What this task involves: Present every line of the entries below as a numbered list, leaving out any blank lines.

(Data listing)
— START —

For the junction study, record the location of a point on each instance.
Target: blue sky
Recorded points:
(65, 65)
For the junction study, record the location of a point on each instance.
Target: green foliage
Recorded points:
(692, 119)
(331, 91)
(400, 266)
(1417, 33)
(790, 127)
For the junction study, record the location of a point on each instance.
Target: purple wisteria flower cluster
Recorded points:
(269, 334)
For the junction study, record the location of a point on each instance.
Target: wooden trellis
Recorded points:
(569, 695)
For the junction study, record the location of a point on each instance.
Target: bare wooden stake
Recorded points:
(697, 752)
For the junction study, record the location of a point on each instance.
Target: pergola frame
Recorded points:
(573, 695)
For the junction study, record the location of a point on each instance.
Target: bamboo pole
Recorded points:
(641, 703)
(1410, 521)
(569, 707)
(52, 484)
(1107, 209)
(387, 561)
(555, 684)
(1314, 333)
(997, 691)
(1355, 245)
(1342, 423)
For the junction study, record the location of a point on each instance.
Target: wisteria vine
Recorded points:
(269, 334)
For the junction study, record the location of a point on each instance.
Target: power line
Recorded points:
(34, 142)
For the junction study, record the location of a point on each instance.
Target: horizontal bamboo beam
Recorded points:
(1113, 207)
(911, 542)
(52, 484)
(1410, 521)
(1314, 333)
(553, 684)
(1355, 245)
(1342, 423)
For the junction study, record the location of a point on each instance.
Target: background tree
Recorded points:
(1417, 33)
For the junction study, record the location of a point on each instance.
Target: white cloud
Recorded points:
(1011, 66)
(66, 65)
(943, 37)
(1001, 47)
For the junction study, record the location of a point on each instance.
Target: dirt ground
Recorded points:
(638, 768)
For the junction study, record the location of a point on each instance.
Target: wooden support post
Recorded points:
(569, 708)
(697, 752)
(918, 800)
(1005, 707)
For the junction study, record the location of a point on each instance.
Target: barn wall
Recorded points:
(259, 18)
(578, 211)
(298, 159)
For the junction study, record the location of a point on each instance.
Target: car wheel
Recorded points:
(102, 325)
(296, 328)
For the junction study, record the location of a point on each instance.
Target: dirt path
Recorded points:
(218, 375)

— END —

Correct response:
1. For the junction study, record the location of a point on each instance.
2. Target: blue sky
3. Recorded points:
4. (65, 65)
5. For the junction study, record the location of a point on each instance.
6. Target: green foliage
7. Recorded points:
8. (692, 119)
9. (331, 91)
10. (400, 266)
11. (1417, 33)
12. (790, 127)
13. For the junction study, record the location of a point on each instance.
14. Target: purple wisteria flower cluster
15. Recorded points:
16. (269, 334)
17. For the junction study, record the location of a point on each instance.
18. Target: wooden trellis
19. Recorded points:
20. (569, 695)
21. For the junction study, record the location of a point on each instance.
22. Target: bare wooden stake
23. Recorded points:
24. (697, 752)
25. For the junction study, record the location of a point on each instance.
26. Target: pergola frame
27. Recorded points:
28. (573, 695)
29. For the junction study, record the location of a point on each instance.
30. Target: bamboo pole
31. Recorded points:
32. (641, 703)
33. (1410, 521)
34. (569, 707)
35. (52, 484)
36. (1107, 209)
37. (387, 561)
38. (555, 684)
39. (1314, 333)
40. (997, 691)
41. (1355, 245)
42. (1342, 423)
43. For the junction study, record the location of a point on each instance.
44. Target: wisteria vine
45. Recorded points:
46. (269, 334)
47. For the junction study, record the location of a point on each instance.
48. Target: power line
49. Recorded points:
50. (34, 142)
51. For the junction study, record the location of a point on each instance.
52. Target: horizontal bamboo beam
53. Recorded points:
54. (1113, 207)
55. (911, 542)
56. (52, 484)
57. (1410, 521)
58. (1314, 333)
59. (553, 684)
60. (1355, 245)
61. (1342, 423)
62. For the junction study, record the location of a point on each instance.
63. Target: background tree
64. Recorded points:
65. (1417, 33)
66. For the junction study, record the location of a point on each instance.
67. Target: white cloud
68. Recorded points:
69. (1011, 66)
70. (66, 65)
71. (943, 37)
72. (1001, 47)
73. For the junction study, record the location of a point on each instance.
74. Target: dirt ground
75. Recorded points:
76. (638, 768)
77. For the junction study, record the location of a point on each instance.
78. Target: wooden support post
79. Recorded points:
80. (569, 708)
81. (697, 752)
82. (918, 800)
83. (1005, 707)
84. For the junction study, record the location of a point on each instance.
85. Target: barn wall
86. Recorded points:
87. (259, 18)
88. (578, 211)
89. (298, 159)
90. For the junction study, record the location of a point on each instance.
91. Target: car wheel
92. Recorded points:
93. (102, 325)
94. (296, 328)
95. For the junction study, record the location of a point on each instance.
96. Target: dirt path
97. Recorded points:
98. (218, 375)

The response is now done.